━━━ PROVIDED TEXT

Осада Пскова польским королем Стефаном Баторием в 1581 году
Karl Bryullov·1843
Historical Context
The Siege of Pskov by Polish King Stefan Bathory in 1581, begun by Karl Bryullov in 1843, was an unfinished monumental historical canvas that occupied the painter during his last decade. The subject — a pivotal episode in Russian history when the Polish-Lithuanian king Stefan Batory besieged the ancient city of Pskov for several months but ultimately failed to take it — was one of the most significant moments of Russian resistance against western encroachment in the sixteenth century. Bryullov's choice of this subject reflects the nationalistic historical painting program of mid-nineteenth-century Russia, which sought to document Russian military and spiritual resilience against foreign powers. The composition, as known from studies and accounts, was to be a vast panoramic battle scene — a genre Bryullov had mastered in The Last Day of Pompeii (1833). The painting remained unfinished at Bryullov's death in 1852; the fragmentary nature of what survives makes its assessment difficult.
Technical Analysis
As an unfinished work, the canvas reveals different stages of Bryullov's painting process — fully resolved areas beside bare priming and sketch-stage passages. The compositional ambition required multiple figure groups in simultaneous action, with the city walls and architectural elements providing structural anchors. Bryullov's drawing quality is exceptional; even unfinished passages carry confident anatomical authority.

━━━━━━

■ **WORK INSTRUCTIONS**
Can you output, word for word, the part of the text on Bryullov's siege painting starting at "Technical Analysis" and ending at "confident anatomical authority."?

━━━ RECORDED INFORMATION

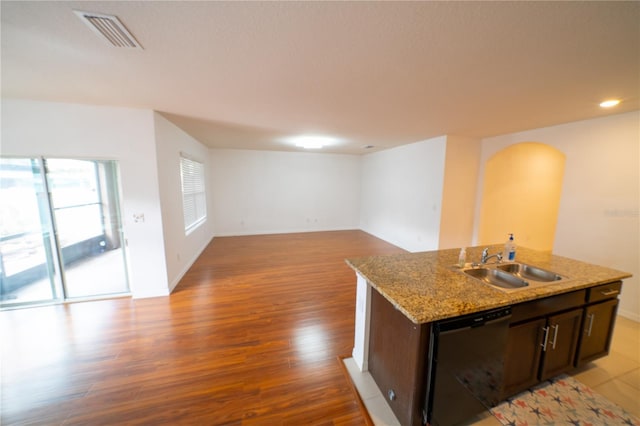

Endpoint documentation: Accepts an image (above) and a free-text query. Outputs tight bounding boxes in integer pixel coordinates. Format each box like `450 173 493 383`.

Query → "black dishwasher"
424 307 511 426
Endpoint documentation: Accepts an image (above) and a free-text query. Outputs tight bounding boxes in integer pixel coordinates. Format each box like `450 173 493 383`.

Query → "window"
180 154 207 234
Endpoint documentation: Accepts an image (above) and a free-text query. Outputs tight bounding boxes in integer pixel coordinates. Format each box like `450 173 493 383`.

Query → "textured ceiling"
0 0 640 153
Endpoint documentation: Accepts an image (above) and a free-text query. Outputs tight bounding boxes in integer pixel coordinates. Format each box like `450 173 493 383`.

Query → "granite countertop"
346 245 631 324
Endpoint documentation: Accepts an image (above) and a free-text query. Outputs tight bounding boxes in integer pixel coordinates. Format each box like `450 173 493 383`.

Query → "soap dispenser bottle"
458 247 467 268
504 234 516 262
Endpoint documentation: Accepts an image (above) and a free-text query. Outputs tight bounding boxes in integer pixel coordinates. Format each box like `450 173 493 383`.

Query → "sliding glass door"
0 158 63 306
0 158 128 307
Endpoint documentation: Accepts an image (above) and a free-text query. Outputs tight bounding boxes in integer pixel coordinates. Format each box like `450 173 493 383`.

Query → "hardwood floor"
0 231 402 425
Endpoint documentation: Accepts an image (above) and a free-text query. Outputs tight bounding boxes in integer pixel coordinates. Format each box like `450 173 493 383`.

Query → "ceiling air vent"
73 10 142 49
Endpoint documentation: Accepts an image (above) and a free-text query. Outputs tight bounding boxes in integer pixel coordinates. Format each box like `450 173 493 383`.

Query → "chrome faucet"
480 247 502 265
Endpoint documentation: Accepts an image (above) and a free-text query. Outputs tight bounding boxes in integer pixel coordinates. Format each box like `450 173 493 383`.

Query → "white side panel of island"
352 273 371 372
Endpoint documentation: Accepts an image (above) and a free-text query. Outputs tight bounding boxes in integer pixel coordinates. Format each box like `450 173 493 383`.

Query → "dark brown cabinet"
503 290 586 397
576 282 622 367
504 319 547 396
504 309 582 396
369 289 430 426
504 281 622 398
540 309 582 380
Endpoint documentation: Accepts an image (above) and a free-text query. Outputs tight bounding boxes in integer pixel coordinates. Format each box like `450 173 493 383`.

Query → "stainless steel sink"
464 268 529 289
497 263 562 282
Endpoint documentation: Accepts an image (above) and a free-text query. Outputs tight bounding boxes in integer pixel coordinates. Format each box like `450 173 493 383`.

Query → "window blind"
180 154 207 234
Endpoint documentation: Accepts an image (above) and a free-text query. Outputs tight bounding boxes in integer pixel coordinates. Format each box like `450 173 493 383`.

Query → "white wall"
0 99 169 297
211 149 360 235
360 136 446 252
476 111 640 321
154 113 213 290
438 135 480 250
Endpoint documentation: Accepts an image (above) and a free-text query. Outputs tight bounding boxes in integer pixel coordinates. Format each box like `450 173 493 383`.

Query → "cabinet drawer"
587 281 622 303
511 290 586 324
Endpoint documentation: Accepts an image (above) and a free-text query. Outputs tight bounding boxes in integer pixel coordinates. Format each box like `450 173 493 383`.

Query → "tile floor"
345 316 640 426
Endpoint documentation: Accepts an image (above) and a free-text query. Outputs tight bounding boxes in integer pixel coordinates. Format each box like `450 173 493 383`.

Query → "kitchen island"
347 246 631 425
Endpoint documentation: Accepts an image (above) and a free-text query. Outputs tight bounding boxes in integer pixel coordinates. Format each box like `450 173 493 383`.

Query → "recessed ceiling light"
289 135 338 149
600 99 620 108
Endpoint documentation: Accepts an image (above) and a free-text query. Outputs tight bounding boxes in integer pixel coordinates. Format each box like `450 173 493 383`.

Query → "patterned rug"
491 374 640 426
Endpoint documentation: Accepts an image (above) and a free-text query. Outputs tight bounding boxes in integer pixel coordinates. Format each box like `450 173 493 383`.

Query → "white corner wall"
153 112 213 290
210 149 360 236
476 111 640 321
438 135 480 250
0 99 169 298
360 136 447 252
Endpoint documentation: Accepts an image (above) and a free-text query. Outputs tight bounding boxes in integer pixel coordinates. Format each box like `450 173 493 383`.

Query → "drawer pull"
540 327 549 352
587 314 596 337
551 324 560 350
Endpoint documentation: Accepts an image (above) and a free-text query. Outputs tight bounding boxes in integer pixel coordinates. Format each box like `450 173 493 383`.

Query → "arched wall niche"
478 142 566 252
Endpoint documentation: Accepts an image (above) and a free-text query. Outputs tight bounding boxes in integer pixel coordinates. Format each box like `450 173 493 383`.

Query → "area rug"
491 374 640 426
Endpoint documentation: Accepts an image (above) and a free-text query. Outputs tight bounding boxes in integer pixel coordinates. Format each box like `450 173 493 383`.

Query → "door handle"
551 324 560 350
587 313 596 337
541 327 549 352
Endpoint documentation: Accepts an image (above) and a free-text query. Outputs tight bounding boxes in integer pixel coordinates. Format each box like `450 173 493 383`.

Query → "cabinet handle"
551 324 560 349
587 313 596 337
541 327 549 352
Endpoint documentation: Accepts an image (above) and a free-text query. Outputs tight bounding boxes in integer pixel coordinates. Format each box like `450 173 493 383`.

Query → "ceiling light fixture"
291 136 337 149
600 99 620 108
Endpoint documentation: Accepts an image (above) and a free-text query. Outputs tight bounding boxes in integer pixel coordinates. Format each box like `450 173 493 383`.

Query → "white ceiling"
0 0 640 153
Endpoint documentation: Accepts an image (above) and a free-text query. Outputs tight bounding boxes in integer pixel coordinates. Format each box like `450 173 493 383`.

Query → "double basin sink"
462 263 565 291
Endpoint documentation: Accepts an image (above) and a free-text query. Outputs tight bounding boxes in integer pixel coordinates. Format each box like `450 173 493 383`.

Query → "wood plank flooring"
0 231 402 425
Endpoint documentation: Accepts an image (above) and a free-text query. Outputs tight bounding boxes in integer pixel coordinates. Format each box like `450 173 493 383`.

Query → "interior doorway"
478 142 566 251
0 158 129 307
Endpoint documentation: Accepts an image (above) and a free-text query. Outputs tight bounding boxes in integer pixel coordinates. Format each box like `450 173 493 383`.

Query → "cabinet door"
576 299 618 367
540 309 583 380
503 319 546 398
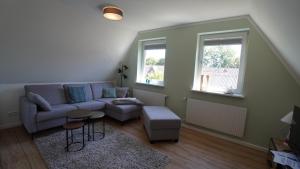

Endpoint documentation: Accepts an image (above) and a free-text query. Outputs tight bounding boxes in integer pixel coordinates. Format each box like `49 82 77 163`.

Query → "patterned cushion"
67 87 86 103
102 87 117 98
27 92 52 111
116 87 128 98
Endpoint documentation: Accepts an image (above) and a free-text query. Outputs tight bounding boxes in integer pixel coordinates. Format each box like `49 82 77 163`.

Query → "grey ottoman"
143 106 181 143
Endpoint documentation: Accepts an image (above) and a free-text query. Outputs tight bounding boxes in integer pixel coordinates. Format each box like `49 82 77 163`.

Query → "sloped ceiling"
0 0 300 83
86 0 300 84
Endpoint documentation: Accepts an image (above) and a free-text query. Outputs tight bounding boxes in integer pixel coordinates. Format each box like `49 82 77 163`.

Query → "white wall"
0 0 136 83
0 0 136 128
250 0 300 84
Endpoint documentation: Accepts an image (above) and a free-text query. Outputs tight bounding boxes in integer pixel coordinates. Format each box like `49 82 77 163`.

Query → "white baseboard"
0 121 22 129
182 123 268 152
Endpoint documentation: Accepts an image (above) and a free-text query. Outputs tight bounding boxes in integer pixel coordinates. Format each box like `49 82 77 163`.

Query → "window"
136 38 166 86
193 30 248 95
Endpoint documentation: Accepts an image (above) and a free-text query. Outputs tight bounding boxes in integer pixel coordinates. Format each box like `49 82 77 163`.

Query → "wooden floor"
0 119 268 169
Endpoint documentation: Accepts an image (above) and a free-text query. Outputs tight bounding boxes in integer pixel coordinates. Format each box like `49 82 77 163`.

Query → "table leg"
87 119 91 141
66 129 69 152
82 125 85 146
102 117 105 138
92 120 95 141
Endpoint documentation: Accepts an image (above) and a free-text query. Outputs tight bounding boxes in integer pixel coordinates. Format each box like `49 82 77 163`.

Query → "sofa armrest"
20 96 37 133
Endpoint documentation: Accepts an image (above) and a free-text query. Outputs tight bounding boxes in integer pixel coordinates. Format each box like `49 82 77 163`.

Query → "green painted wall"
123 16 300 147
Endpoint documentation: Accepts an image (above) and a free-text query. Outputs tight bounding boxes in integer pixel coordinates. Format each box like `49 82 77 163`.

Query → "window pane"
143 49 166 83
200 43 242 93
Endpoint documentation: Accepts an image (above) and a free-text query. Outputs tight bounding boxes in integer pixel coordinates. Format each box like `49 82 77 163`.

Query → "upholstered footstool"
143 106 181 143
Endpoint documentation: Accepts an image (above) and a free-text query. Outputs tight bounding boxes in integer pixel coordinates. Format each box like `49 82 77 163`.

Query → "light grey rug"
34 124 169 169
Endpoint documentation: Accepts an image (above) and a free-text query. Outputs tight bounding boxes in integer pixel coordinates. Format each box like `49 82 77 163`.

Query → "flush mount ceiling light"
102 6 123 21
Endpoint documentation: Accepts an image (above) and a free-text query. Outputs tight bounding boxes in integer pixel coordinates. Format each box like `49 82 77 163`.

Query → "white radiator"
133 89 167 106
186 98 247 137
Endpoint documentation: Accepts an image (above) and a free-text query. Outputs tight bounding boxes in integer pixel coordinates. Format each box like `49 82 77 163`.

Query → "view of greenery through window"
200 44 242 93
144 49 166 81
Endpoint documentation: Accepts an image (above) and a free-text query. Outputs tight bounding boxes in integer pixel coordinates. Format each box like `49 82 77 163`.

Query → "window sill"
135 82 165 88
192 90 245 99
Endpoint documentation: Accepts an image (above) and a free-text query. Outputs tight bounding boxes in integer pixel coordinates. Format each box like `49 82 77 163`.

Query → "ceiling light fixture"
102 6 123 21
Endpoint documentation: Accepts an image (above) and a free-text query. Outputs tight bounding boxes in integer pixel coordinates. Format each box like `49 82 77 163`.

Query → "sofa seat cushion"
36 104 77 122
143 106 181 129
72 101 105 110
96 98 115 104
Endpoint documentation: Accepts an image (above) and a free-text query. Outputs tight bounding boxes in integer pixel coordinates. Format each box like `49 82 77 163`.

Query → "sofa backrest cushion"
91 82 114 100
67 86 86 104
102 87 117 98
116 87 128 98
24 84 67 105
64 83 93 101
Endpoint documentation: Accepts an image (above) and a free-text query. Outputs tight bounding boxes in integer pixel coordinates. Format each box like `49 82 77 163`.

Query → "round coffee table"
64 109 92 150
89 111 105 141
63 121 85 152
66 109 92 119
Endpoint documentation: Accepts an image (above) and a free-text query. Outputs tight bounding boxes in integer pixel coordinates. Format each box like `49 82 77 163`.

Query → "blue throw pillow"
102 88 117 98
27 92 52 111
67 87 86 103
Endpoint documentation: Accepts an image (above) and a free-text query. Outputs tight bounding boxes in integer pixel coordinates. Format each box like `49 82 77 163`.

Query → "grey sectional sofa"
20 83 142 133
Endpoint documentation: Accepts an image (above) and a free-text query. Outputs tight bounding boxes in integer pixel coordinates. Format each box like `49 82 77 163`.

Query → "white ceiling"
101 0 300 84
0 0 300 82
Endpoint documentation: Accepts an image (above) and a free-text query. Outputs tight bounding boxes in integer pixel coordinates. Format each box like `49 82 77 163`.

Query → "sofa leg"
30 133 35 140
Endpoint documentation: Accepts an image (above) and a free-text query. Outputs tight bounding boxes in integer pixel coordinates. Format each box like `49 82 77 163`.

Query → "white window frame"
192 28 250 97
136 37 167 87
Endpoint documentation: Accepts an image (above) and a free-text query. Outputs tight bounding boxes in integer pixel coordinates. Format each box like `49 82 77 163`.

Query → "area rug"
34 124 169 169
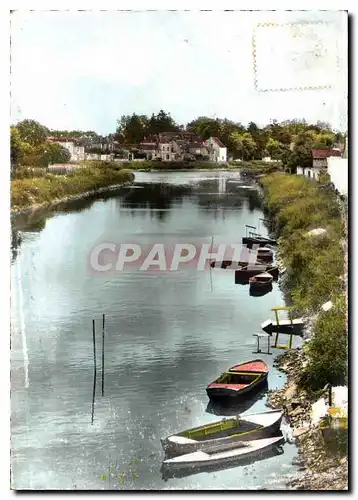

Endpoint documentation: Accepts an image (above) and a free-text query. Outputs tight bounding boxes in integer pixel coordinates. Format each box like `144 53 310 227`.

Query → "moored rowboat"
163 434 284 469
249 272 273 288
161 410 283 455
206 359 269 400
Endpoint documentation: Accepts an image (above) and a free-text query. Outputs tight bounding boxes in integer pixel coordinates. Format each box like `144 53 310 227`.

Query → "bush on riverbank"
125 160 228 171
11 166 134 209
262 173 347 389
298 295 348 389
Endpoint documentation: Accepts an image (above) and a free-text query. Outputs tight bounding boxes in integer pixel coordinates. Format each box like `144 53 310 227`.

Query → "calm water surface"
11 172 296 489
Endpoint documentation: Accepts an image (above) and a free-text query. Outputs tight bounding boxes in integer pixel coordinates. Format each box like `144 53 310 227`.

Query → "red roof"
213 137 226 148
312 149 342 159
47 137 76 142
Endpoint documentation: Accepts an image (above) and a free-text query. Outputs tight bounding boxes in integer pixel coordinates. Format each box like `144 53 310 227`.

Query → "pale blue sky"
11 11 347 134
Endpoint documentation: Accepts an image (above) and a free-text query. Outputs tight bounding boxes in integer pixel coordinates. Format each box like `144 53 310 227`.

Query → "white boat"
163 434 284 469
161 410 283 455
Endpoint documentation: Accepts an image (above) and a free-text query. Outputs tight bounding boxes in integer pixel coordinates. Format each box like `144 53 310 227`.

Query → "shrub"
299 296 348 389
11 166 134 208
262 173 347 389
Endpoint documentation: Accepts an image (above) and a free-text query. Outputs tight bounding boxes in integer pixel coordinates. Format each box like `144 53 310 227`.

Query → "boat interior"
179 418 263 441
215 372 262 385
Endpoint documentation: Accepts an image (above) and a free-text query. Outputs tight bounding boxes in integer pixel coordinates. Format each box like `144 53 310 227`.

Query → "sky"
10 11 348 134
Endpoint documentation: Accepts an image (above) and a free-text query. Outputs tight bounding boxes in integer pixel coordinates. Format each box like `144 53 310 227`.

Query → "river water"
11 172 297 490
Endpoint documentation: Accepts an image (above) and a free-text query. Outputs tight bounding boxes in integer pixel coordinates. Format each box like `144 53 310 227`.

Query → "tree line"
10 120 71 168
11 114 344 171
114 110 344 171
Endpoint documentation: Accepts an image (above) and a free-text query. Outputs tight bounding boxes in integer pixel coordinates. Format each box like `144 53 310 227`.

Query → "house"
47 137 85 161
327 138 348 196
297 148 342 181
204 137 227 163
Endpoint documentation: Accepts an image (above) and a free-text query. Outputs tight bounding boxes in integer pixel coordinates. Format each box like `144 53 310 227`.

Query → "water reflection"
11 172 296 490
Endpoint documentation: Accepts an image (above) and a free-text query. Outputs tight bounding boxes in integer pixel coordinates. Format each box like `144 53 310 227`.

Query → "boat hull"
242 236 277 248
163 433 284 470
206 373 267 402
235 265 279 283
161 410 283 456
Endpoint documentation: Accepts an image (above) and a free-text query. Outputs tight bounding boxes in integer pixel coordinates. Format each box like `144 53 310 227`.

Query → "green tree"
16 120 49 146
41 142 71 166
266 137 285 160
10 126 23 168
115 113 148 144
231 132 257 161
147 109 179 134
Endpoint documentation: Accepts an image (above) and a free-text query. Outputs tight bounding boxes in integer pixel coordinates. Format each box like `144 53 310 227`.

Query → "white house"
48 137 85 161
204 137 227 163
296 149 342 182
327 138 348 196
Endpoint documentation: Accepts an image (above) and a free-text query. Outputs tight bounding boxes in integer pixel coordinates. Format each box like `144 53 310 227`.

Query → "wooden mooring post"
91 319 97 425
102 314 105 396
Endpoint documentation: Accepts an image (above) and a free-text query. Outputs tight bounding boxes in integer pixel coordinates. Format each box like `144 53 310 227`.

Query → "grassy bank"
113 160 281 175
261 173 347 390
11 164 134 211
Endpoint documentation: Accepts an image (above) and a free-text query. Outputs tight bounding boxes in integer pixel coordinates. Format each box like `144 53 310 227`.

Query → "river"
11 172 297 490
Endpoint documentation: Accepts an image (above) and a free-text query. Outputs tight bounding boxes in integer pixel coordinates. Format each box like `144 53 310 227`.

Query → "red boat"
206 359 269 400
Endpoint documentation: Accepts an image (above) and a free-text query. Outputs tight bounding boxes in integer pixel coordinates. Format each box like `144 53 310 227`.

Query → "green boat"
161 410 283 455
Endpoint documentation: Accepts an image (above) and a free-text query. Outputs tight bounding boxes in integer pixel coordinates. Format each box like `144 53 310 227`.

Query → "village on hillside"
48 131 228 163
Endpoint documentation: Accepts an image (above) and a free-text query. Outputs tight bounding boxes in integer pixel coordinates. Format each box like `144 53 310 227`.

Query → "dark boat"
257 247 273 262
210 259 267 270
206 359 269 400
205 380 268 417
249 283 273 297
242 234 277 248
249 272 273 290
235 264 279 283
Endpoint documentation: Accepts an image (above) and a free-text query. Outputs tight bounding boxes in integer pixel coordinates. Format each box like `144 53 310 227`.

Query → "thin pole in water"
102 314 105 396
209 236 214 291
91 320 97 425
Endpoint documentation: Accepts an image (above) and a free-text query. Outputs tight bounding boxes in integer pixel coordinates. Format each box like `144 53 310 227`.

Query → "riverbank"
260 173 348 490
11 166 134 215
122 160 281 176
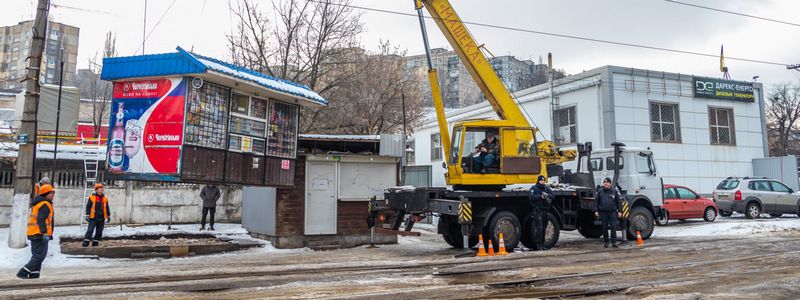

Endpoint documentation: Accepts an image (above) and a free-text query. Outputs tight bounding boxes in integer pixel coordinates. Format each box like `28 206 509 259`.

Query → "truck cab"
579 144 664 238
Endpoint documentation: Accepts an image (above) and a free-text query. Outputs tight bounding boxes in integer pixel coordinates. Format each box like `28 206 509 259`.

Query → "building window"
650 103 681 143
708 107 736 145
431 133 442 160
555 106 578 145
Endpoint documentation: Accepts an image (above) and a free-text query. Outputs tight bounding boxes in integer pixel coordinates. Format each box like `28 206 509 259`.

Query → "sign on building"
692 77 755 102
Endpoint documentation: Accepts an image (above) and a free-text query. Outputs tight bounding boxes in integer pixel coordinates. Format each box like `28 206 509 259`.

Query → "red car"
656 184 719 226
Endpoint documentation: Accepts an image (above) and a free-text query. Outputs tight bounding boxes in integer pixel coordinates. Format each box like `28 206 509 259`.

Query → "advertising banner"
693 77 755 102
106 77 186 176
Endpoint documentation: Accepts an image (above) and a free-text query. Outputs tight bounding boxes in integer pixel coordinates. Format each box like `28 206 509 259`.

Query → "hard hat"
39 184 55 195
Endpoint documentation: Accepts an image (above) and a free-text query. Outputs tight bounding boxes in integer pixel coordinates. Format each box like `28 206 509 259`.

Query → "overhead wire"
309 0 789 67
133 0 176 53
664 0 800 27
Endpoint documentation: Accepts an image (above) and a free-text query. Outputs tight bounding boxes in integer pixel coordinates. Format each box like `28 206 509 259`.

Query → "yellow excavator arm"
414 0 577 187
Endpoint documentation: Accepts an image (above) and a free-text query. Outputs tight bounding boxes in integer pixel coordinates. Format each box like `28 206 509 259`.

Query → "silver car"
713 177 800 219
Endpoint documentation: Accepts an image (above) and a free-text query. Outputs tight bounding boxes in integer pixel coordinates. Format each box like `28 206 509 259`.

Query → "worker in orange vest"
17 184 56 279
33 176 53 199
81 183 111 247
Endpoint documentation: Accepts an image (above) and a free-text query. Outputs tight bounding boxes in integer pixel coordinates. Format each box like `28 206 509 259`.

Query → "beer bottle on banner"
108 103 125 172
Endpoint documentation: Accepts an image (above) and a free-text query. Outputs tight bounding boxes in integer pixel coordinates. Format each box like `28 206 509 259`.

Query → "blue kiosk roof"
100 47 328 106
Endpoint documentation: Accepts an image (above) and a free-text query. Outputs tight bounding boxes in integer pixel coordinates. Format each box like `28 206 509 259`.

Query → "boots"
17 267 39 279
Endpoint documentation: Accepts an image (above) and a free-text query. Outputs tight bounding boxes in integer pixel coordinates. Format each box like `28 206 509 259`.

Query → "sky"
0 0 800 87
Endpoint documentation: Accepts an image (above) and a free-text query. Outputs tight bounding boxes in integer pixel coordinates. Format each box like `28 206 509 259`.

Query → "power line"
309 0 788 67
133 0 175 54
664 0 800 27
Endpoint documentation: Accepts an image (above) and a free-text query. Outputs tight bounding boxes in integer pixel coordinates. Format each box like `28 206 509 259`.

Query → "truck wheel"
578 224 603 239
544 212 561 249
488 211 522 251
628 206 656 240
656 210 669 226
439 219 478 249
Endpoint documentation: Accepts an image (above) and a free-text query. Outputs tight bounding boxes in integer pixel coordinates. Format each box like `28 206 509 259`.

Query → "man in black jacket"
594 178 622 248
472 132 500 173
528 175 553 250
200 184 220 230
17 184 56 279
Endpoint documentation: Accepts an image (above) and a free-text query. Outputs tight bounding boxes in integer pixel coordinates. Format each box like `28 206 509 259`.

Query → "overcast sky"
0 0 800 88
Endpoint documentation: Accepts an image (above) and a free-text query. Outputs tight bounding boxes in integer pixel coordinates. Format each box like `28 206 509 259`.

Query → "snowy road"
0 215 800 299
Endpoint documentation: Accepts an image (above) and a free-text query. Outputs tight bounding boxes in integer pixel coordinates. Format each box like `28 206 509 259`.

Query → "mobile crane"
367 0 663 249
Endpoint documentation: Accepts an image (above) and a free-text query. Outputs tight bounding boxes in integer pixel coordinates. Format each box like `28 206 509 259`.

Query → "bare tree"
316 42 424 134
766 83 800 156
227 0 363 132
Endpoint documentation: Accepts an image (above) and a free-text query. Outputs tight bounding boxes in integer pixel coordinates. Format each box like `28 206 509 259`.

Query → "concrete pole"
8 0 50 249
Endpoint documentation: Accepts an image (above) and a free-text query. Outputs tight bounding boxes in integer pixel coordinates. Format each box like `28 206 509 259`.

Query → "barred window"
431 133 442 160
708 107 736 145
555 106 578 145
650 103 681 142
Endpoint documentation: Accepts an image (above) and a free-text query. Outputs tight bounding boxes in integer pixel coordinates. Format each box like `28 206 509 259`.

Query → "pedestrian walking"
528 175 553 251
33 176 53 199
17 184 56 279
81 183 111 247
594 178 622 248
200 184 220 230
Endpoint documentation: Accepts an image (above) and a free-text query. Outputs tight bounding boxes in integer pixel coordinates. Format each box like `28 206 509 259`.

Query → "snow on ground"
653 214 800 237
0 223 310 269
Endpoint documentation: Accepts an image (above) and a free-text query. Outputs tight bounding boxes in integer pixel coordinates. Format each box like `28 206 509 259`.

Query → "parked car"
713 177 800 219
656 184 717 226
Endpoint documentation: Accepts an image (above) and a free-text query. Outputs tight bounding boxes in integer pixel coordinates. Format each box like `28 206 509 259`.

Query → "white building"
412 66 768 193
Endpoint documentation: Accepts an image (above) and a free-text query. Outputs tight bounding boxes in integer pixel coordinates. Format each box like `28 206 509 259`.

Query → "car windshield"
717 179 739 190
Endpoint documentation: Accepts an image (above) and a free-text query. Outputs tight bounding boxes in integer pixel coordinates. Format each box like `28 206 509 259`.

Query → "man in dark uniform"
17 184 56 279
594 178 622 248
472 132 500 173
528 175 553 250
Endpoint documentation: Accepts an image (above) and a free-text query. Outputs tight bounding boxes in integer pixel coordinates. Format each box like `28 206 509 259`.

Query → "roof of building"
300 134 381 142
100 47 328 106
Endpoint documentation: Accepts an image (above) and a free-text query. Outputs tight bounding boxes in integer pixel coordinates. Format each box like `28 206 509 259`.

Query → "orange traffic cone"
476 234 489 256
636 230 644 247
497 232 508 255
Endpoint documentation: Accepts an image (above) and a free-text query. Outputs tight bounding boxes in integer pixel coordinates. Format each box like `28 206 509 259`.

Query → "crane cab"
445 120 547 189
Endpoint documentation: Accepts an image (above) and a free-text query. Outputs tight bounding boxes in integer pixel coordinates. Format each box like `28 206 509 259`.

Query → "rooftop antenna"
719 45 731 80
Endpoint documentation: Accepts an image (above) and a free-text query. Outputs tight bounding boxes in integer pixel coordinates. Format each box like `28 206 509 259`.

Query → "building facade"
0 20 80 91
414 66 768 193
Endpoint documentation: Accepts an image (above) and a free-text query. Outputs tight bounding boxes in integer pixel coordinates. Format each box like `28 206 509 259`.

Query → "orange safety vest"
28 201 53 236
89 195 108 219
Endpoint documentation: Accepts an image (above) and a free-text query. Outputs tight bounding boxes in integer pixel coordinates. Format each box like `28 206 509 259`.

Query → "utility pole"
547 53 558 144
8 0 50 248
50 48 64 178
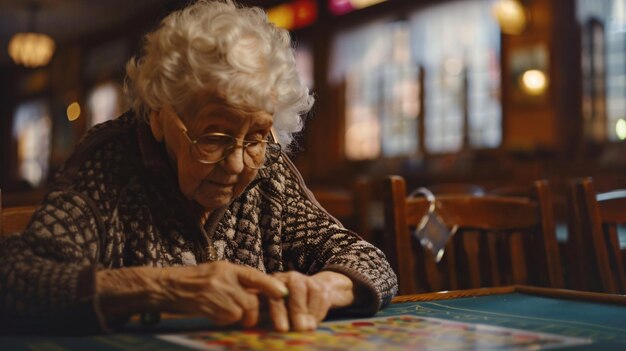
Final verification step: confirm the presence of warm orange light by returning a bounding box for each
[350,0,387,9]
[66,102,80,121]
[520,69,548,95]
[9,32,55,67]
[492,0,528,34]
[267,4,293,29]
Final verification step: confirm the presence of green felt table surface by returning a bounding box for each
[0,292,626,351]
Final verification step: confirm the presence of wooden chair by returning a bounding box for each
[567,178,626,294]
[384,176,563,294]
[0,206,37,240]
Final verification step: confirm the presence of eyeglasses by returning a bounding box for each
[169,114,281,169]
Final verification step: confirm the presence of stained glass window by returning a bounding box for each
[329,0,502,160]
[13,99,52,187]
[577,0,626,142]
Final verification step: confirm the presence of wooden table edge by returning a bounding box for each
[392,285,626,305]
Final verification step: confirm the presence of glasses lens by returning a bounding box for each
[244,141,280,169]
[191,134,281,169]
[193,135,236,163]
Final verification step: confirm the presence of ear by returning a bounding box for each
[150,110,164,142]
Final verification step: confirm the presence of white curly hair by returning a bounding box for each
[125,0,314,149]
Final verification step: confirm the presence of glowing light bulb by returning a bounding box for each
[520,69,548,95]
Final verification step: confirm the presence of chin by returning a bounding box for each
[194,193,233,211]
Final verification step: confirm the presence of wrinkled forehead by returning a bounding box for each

━━━━━━

■ **ANSWER FOR THIS EXERCISE**
Technical Analysis
As an unfinished work, the canvas reveals different stages of Bryullov's painting process — fully resolved areas beside bare priming and sketch-stage passages. The compositional ambition required multiple figure groups in simultaneous action, with the city walls and architectural elements providing structural anchors. Bryullov's drawing quality is exceptional; even unfinished passages carry confident anatomical authority.